### Directions
Copy all lines below exactly as written. Leave pictures out.

### Entries supplied
···

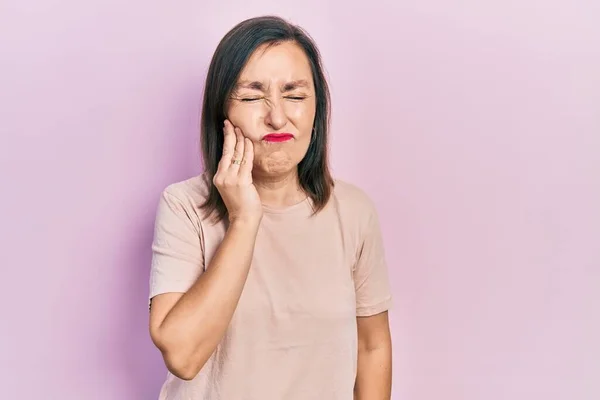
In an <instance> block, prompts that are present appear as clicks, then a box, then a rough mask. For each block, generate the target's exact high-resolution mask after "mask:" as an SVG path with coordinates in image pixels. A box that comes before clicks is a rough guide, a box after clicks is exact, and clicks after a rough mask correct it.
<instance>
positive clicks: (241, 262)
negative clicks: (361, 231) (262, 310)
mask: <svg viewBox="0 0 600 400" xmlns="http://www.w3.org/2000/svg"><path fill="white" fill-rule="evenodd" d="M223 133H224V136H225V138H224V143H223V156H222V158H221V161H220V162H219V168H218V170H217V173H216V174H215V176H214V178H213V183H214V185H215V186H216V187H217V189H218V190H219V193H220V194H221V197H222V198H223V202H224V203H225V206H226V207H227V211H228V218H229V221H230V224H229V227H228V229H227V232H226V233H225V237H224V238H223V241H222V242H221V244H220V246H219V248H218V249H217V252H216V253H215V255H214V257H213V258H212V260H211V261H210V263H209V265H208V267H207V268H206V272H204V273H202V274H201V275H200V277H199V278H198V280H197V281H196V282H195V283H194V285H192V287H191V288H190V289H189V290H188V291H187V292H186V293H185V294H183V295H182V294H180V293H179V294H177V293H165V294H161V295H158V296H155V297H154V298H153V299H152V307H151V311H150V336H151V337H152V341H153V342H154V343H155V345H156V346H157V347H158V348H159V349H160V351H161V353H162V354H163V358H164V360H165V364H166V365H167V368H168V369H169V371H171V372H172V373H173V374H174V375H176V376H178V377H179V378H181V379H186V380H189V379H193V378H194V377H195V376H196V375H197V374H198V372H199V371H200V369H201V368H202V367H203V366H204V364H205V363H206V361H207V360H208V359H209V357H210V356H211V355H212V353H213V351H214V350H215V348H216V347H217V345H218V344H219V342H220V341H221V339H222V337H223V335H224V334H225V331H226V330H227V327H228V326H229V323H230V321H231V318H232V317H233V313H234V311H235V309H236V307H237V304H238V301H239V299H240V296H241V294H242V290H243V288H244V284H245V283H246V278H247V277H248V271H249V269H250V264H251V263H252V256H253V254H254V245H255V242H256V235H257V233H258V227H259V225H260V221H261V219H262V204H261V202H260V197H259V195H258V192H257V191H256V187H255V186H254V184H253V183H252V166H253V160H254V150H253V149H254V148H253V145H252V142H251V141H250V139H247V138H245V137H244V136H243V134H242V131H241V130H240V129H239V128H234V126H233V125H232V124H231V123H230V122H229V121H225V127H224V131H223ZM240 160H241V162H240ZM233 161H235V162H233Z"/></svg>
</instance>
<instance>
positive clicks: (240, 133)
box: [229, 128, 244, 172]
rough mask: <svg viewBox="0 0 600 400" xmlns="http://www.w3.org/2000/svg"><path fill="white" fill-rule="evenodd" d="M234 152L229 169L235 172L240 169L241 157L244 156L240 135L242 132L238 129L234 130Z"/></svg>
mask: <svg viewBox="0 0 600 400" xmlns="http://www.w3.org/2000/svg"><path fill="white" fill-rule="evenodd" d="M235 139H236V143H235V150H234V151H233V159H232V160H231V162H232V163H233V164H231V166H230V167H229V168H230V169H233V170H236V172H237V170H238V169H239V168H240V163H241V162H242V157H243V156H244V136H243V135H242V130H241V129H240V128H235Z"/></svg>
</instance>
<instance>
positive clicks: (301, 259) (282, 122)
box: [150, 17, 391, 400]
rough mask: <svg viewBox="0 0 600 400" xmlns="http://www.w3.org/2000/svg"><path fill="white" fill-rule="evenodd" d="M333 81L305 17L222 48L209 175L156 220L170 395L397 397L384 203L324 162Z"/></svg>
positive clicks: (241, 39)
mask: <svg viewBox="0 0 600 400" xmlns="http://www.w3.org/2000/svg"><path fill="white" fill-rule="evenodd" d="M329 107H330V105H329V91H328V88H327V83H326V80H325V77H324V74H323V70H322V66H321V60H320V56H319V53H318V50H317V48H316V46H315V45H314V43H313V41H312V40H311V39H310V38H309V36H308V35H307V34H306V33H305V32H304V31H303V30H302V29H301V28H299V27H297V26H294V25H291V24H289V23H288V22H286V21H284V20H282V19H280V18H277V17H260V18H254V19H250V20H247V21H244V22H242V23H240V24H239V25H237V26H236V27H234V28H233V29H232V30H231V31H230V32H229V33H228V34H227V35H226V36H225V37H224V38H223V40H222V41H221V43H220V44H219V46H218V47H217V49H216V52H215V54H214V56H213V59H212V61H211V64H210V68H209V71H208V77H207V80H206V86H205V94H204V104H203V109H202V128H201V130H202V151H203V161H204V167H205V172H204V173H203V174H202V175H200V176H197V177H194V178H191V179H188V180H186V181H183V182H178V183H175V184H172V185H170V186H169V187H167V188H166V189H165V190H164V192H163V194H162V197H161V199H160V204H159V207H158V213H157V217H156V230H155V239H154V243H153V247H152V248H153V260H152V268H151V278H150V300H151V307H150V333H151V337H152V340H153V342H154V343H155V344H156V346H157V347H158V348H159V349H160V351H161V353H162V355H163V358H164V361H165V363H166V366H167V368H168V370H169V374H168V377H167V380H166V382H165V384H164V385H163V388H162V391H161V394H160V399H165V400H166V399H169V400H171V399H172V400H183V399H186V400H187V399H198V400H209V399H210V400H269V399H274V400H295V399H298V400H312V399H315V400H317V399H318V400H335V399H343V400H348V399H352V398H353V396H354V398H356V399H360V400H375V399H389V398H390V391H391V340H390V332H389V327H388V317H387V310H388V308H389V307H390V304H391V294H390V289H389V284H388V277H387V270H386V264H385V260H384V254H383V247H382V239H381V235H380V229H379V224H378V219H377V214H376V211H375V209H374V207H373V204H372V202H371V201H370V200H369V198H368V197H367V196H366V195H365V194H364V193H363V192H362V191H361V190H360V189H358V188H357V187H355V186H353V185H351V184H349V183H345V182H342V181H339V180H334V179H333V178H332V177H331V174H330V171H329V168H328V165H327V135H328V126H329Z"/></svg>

···

### Output of the exercise
In an <instance> block, prompts that are present appear as clicks, then a box, then a rough mask. For each block, generate the target's exact high-resolution mask after "mask:" as an SVG path with coordinates in image pixels. A box that comes before clicks is a rough guide, a box after clicks is exact, and clicks after a rough mask correct it.
<instance>
positive clicks: (241, 262)
negative clicks: (361, 231) (262, 310)
mask: <svg viewBox="0 0 600 400" xmlns="http://www.w3.org/2000/svg"><path fill="white" fill-rule="evenodd" d="M223 133H224V136H225V138H224V143H223V156H222V158H221V161H220V162H219V168H218V170H217V173H216V174H215V176H214V178H213V183H214V185H215V186H216V187H217V189H218V190H219V193H220V194H221V197H222V198H223V202H224V203H225V206H226V207H227V211H228V218H229V221H230V224H229V227H228V229H227V232H226V233H225V237H224V238H223V241H222V242H221V244H220V246H219V248H218V249H217V252H216V253H215V255H214V257H213V258H212V260H211V261H210V263H209V265H208V267H207V268H206V272H204V273H202V274H201V275H200V277H199V278H198V280H197V281H196V282H195V283H194V285H192V287H191V288H190V289H189V290H188V291H187V292H186V293H185V294H183V295H182V294H180V293H179V294H177V293H165V294H161V295H158V296H155V297H154V298H153V299H152V307H151V311H150V336H151V337H152V341H153V342H154V343H155V345H156V346H157V347H158V348H159V349H160V351H161V353H162V354H163V358H164V360H165V364H166V365H167V368H168V369H169V371H171V372H172V373H173V374H174V375H176V376H178V377H179V378H181V379H186V380H189V379H193V378H194V377H195V376H196V375H197V374H198V372H199V371H200V369H201V368H202V367H203V366H204V364H205V363H206V361H207V360H208V359H209V357H210V356H211V355H212V353H213V351H214V350H215V348H216V347H217V345H218V344H219V342H220V341H221V339H222V337H223V335H224V334H225V331H226V330H227V327H228V326H229V323H230V321H231V318H232V317H233V313H234V311H235V309H236V307H237V304H238V301H239V299H240V296H241V294H242V290H243V288H244V284H245V283H246V278H247V277H248V271H249V269H250V264H251V263H252V256H253V254H254V245H255V242H256V235H257V233H258V227H259V225H260V221H261V219H262V204H261V202H260V197H259V195H258V192H257V191H256V187H255V186H254V184H253V183H252V166H253V160H254V150H253V149H254V148H253V145H252V142H251V141H250V139H247V138H245V137H244V136H243V134H242V131H241V130H240V129H239V128H234V126H233V125H232V124H231V123H230V122H229V121H225V127H224V131H223ZM240 160H241V162H240ZM233 161H235V162H233Z"/></svg>
</instance>
<instance>
positive clicks: (240, 133)
box: [229, 128, 244, 172]
rough mask: <svg viewBox="0 0 600 400" xmlns="http://www.w3.org/2000/svg"><path fill="white" fill-rule="evenodd" d="M234 152L229 169L235 172L240 169L241 157L244 156L240 135L242 132L238 129L234 130Z"/></svg>
mask: <svg viewBox="0 0 600 400" xmlns="http://www.w3.org/2000/svg"><path fill="white" fill-rule="evenodd" d="M235 139H236V143H235V150H234V151H233V159H232V160H231V162H232V163H233V164H231V166H230V167H229V168H230V169H233V170H236V172H237V170H238V169H239V168H240V163H241V162H242V157H243V156H244V136H243V135H242V130H241V129H240V128H235Z"/></svg>
</instance>
<instance>
positive clicks: (301, 259) (282, 122)
box: [150, 17, 391, 400]
rough mask: <svg viewBox="0 0 600 400" xmlns="http://www.w3.org/2000/svg"><path fill="white" fill-rule="evenodd" d="M333 81L305 17L222 48L209 175L156 220L170 395L397 397L384 203L324 162Z"/></svg>
positive clicks: (241, 39)
mask: <svg viewBox="0 0 600 400" xmlns="http://www.w3.org/2000/svg"><path fill="white" fill-rule="evenodd" d="M329 107H330V105H329V91H328V88H327V83H326V80H325V77H324V74H323V70H322V66H321V60H320V56H319V53H318V50H317V48H316V46H315V45H314V43H313V41H312V40H311V39H310V38H309V36H308V35H307V34H306V33H305V32H304V31H303V30H302V29H301V28H299V27H297V26H294V25H291V24H289V23H288V22H286V21H284V20H282V19H280V18H277V17H260V18H254V19H250V20H247V21H244V22H242V23H240V24H239V25H237V26H236V27H234V28H233V29H232V30H231V31H230V32H229V33H228V34H227V35H226V36H225V37H224V38H223V40H222V41H221V43H220V44H219V46H218V47H217V49H216V52H215V54H214V56H213V59H212V61H211V64H210V68H209V71H208V77H207V80H206V86H205V94H204V104H203V109H202V128H201V130H202V151H203V161H204V167H205V172H204V173H203V174H202V175H200V176H197V177H194V178H191V179H188V180H186V181H183V182H178V183H175V184H172V185H170V186H169V187H167V188H166V189H165V190H164V192H163V194H162V197H161V199H160V204H159V207H158V213H157V217H156V230H155V239H154V243H153V247H152V248H153V260H152V268H151V278H150V300H151V307H150V333H151V337H152V340H153V342H154V343H155V344H156V346H157V347H158V348H159V349H160V351H161V353H162V355H163V358H164V361H165V363H166V366H167V368H168V370H169V374H168V377H167V380H166V382H165V384H164V385H163V388H162V391H161V394H160V399H165V400H166V399H169V400H171V399H172V400H183V399H186V400H187V399H198V400H209V399H210V400H269V399H274V400H295V399H298V400H312V399H315V400H317V399H318V400H335V399H343V400H348V399H352V398H353V396H354V398H356V399H360V400H375V399H389V398H390V391H391V340H390V332H389V327H388V317H387V310H388V308H389V307H390V304H391V294H390V289H389V284H388V277H387V270H386V264H385V260H384V254H383V247H382V239H381V235H380V229H379V224H378V219H377V214H376V211H375V209H374V207H373V204H372V202H371V201H370V200H369V198H368V197H367V196H366V195H365V194H364V193H363V192H362V191H361V190H360V189H358V188H357V187H355V186H353V185H351V184H349V183H345V182H342V181H339V180H334V179H333V178H332V177H331V174H330V171H329V168H328V165H327V135H328V126H329Z"/></svg>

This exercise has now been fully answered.